**WHAT IS EXPECTED**:
Print the following lines without any changes.

**Stored records**:

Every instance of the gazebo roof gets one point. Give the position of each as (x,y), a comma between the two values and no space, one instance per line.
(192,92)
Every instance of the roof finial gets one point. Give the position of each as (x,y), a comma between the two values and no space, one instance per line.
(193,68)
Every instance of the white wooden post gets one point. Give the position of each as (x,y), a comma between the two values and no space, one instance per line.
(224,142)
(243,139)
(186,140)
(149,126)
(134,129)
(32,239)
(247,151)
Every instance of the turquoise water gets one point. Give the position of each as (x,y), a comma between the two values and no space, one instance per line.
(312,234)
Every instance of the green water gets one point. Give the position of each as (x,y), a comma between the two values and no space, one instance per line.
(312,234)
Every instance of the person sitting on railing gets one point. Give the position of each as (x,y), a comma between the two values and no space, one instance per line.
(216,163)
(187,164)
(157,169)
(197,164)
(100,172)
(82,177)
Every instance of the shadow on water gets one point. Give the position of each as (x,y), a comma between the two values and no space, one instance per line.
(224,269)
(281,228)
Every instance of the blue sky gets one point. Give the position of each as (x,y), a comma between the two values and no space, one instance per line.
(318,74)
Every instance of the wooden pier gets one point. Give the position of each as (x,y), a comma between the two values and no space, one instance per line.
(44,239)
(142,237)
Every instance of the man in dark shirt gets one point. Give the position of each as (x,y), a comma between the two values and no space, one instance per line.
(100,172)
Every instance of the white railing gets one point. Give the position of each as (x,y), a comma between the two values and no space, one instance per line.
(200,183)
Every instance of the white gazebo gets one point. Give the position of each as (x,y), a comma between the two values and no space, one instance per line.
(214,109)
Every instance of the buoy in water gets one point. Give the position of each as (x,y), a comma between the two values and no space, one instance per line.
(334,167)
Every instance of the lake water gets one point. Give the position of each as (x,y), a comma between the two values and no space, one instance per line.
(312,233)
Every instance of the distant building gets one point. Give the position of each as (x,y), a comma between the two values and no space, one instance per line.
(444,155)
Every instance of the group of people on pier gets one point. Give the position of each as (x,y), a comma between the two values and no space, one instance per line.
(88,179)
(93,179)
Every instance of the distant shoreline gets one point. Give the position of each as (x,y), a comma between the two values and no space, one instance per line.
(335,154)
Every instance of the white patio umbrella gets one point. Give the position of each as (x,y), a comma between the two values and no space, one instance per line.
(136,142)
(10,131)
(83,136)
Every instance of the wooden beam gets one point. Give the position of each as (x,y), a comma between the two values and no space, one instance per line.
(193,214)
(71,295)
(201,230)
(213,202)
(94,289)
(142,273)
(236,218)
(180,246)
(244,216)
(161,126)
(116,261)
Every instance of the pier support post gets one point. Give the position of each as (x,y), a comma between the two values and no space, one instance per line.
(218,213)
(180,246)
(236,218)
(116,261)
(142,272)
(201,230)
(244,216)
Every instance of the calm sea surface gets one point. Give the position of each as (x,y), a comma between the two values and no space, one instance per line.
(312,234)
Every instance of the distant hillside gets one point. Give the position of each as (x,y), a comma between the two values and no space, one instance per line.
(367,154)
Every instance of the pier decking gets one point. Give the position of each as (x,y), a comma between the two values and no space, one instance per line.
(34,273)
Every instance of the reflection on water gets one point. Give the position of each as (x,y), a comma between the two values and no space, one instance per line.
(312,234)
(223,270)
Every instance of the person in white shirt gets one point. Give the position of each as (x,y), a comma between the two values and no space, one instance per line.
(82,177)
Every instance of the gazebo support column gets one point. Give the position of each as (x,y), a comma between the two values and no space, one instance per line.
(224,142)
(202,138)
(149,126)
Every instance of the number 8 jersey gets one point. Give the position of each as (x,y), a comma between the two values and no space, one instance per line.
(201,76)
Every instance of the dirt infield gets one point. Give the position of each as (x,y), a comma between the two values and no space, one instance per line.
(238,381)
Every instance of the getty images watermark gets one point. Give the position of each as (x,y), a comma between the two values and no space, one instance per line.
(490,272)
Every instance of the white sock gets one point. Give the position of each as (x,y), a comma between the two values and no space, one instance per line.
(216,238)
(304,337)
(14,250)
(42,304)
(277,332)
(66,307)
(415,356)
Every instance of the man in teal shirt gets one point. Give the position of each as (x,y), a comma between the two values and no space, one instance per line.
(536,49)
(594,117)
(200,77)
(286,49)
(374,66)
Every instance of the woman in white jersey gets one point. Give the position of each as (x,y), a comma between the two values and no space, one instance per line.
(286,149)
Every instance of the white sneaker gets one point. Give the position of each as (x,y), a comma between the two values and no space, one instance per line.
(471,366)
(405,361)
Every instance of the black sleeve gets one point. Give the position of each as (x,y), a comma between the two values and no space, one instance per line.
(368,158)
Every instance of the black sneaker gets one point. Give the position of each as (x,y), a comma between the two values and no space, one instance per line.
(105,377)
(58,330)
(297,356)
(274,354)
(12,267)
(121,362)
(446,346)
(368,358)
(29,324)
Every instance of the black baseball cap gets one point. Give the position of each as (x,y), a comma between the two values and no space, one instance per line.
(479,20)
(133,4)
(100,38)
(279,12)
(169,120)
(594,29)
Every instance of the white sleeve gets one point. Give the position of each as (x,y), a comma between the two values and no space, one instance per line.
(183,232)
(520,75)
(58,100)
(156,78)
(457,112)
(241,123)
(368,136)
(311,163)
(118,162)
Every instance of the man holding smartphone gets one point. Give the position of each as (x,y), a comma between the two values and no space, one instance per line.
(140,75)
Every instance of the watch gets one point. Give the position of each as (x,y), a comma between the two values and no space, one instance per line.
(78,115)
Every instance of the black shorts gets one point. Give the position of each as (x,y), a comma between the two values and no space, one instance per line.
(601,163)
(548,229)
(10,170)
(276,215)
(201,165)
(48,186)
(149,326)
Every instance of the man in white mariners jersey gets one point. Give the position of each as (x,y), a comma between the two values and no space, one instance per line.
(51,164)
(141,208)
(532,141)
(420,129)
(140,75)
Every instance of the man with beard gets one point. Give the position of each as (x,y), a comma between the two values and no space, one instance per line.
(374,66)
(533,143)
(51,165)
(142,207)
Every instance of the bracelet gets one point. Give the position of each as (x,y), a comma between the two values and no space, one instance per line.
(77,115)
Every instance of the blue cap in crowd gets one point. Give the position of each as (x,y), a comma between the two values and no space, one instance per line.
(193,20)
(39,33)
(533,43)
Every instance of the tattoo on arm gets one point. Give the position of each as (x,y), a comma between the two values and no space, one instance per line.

**THE ANSWER**:
Every instance of the gazebo roof gets one point. Give the position of each as (x,y), a comma between the two values and no space, one instance per line.
(192,92)
Every instance of the roof finial gets one point. Give the position of each as (x,y), a comma between the two values and no space, one instance per line.
(193,68)
Every instance of the white wooden post gets one point. Give the position of each as (x,y), a comma between the two values and no space, one instance per line.
(224,142)
(243,139)
(186,140)
(149,126)
(134,129)
(32,239)
(247,151)
Every instance of the turquoise water gets one point. Give the position of each as (x,y), a comma between the two values and no space, one instance per line.
(312,234)
Every instance of the green water gets one point. Give the position of each as (x,y), a comma between the two values and no space, one instance per line.
(312,234)
Every instance of the person sitting on railing gets one point. Give the position of each as (x,y), a comma between the two values and no space, one instance per line.
(216,163)
(187,164)
(157,169)
(197,164)
(100,172)
(82,177)
Every instance of the shadow on water gets one point. Give the position of each as (x,y), a comma between the two values and no space, one instance per line.
(224,269)
(281,228)
Every instance of the blue sky gets one point. Give the position of each as (x,y), a comma between the two values and no space, one instance per line.
(318,74)
Every instance of the wooden pier gets one point. Give the position of each as (x,y), a comma between the two values and no space, one instance per line.
(44,239)
(142,237)
Every instance of the man in dark shirt gets one point. Give the position of each as (x,y), a comma between the two values and no space, one instance per line.
(100,172)
Every instance of the white railing gets one point. Give the position of each as (x,y), a comma between the two values and no space, one instance per line.
(200,183)
Every instance of the white gazebo gets one point. Give the position of each as (x,y), a comma between the two values and no space, one instance per line.
(214,109)
Every instance of the buoy in water gets one point. Give the position of each as (x,y), a comma between the two values and no space, one instance per line.
(334,167)
Every instance of the lake water gets one point. Give the position of each as (x,y), a comma between the two values and no space, one instance per line.
(312,233)
Every instance of the distant building gets one point. Give the position of each as (x,y), a comma between the two values and no space, one instance per line.
(444,155)
Every instance of the group of people on pier gets one point. Give the position of each as (x,y), a comma between the two values and no space, one instance per line.
(88,179)
(93,179)
Every instance of the distant shoreline gets one point. Give the position of each as (x,y), a comma between the two values and no space, one instance per line.
(335,154)
Every instance of the white patio umbrella gets one point. Give the position of each as (x,y), a comma between the two values and no space, one instance per line.
(136,142)
(10,131)
(83,136)
Every instance of the wooden beam gets one point. Give the position of each as (x,y), a comma between the two values and no space, one instance per line.
(193,214)
(71,295)
(201,230)
(213,202)
(94,289)
(142,273)
(236,218)
(180,246)
(244,216)
(161,126)
(116,261)
Every instance of the pier support post gets one point. Give the position of each as (x,y), a comma between the two values and no space, one instance per line.
(218,213)
(180,246)
(236,218)
(116,261)
(142,272)
(201,230)
(244,216)
Every instance of the calm sea surface gets one point. Give the position of each as (x,y), a comma between the two values and no space, one instance per line.
(312,234)
Every instance of the distant hillside gets one point. Give the position of each as (x,y), a comma between the two values and no space, one instance per line.
(367,154)
Every instance of the pier decking gets one point. Give the position of each as (x,y), a comma between the two values and no space, one instance per line.
(34,273)
Every instance of the reflection on water gets one point. Give the position of each as (x,y), a comma between the two values and no space, one instance per line.
(312,234)
(223,270)
Every instance of the person in white shirt gets one point. Give the position of each as (x,y), a comma between the two values and no space, one instance per line.
(82,177)
Every instance of the gazebo support column gets one point. Give the position of each as (x,y), a comma between the two values and no space, one instance per line.
(224,142)
(202,138)
(149,126)
Every instance of the number 8 jersey gets one point. Give the position of each as (x,y), a comma between the two values and no space, one instance per line.
(201,76)
Every instance of the dirt infield gets one point. Give the position of each as (x,y), a comma between the two values and no space, one instance per line.
(238,381)
Every instance of the getty images watermark gets one point. Give the position of each as (x,y), a comma between the two values and no space, one instance per line.
(490,272)
Every instance of the white sock gets one point. Give the position of each as (x,y), a comma between the two values and no space, one instance per line.
(216,238)
(304,337)
(14,250)
(42,304)
(277,332)
(66,307)
(415,356)
Every instance of the man in teal shirt gets one point. Give the position of each as (x,y), a comma between the two values and no space, one instance per line.
(536,49)
(594,117)
(200,77)
(286,49)
(374,66)
Every instance of the woman in white jersey gets one point. Give the position of each as (x,y), a comma between the two values and no space, one instance per line.
(286,149)
Every instance of the white sneaker gets one point. Give the position of each as (x,y), a comma between the two values and no space, one instance per line.
(471,366)
(405,361)
Every instance of the black sleeve gets one point. Give the position of each as (x,y), a comma between the two values and no space, one instance per line.
(368,158)
Every instance of the black sneaker gets one point. Give the position of each as (x,y), a comma between the two values and no space, one instance per line.
(105,377)
(58,330)
(297,356)
(274,354)
(12,267)
(121,362)
(446,346)
(368,358)
(29,324)
Every instance of the black baseball cap gets one point. Give the position of each as (x,y), a comma between the two values and no space, one instance per line.
(479,20)
(133,4)
(100,38)
(279,12)
(169,120)
(594,29)
Every instance of the white sleeve gets one point. Give the position of each as (x,y), a comma between the two values and no space, one instance per line.
(183,232)
(520,75)
(58,100)
(156,78)
(457,112)
(241,123)
(368,136)
(311,163)
(118,162)
Every instance of the man holding smartphone gets one point. Give the position of each as (x,y), a comma between the two values and no space, one instance per line.
(140,75)
Every instance of the watch gets one point. Give the position of each as (x,y), a comma between the two values and no space, one instance per line.
(78,115)
Every instance of the black shorts gets one point. Give the position of each as (x,y), a comma between the two values and no space, one instance per line.
(601,163)
(548,229)
(10,170)
(276,215)
(201,165)
(48,186)
(149,326)
Every instance of the man in white mariners jersey gets one point. Give the position of each as (x,y), a comma between the two values and no space, one instance per line.
(51,164)
(141,208)
(532,141)
(420,129)
(140,75)
Every instance of the man with beard gets one point. Give the position of each as (x,y), a comma between the two values and no space, one instance per line.
(374,66)
(533,143)
(51,165)
(142,207)
Every instance of the bracelet gets one point. Give the position of each as (x,y), a comma between the two values and no space, one instance per line.
(77,115)
Every instance of the blue cap in crowd gets one point. Give the position of each as (x,y), a comma between the two values and no space, one instance per line.
(193,20)
(39,33)
(533,43)
Every instance of the tattoo on arm gets one point. Give the position of each as (x,y), a comma between the two values and no space, one instance per line.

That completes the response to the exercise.